● Extrait choisi:

Un voyage d'hiver

Un voyage d'hiver

 

Un voyage d hiver jacqueline fischer art textile

 

 

Ce panneau -qui n'est pas un quilt au sens propre du terme a été créé d'abord pour valoriser une collection d'échantillons de lainages des années 1960. Face à ce type de catalogue, je suis toujours partagée entre un désir de conservation "historique" et une envie d'utiliser ces matières dans des compositions personnelles . Ici j'ai cédé à cette tentation !

● Consigne écrite: Récrivez plus brièvement, en deux phrases, le paragraphe de l'extrait choisi qui commence par « Ce panneau », sans perdre ses faits principaux.

● Lignes affichées:
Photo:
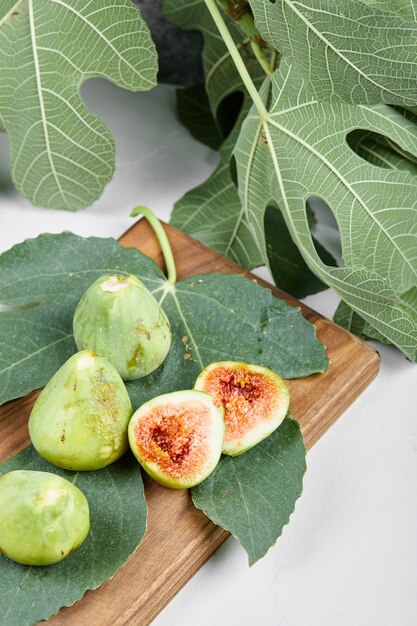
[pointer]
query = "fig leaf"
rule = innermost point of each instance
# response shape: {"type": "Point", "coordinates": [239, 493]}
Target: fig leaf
{"type": "Point", "coordinates": [353, 51]}
{"type": "Point", "coordinates": [213, 317]}
{"type": "Point", "coordinates": [62, 156]}
{"type": "Point", "coordinates": [118, 523]}
{"type": "Point", "coordinates": [253, 495]}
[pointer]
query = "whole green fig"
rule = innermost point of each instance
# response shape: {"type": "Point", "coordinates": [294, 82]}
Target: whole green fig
{"type": "Point", "coordinates": [80, 419]}
{"type": "Point", "coordinates": [118, 318]}
{"type": "Point", "coordinates": [43, 517]}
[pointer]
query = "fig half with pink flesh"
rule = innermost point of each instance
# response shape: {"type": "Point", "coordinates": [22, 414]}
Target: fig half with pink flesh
{"type": "Point", "coordinates": [178, 437]}
{"type": "Point", "coordinates": [255, 401]}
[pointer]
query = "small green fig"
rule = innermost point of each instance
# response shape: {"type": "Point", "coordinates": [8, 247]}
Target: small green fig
{"type": "Point", "coordinates": [178, 437]}
{"type": "Point", "coordinates": [118, 318]}
{"type": "Point", "coordinates": [43, 517]}
{"type": "Point", "coordinates": [79, 421]}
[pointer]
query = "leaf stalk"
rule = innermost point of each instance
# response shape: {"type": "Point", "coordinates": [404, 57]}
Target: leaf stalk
{"type": "Point", "coordinates": [162, 240]}
{"type": "Point", "coordinates": [237, 59]}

● Résultat obtenu: Ce panneau, qui n'est pas vraiment un quilt, a d'abord servi à mettre en valeur une collection d'échantillons de lainages des années 1960. Toujours partagée entre l'envie de conserver ce genre de catalogue et celle d'en utiliser les matières dans mes propres compositions, j'ai ici choisi la seconde.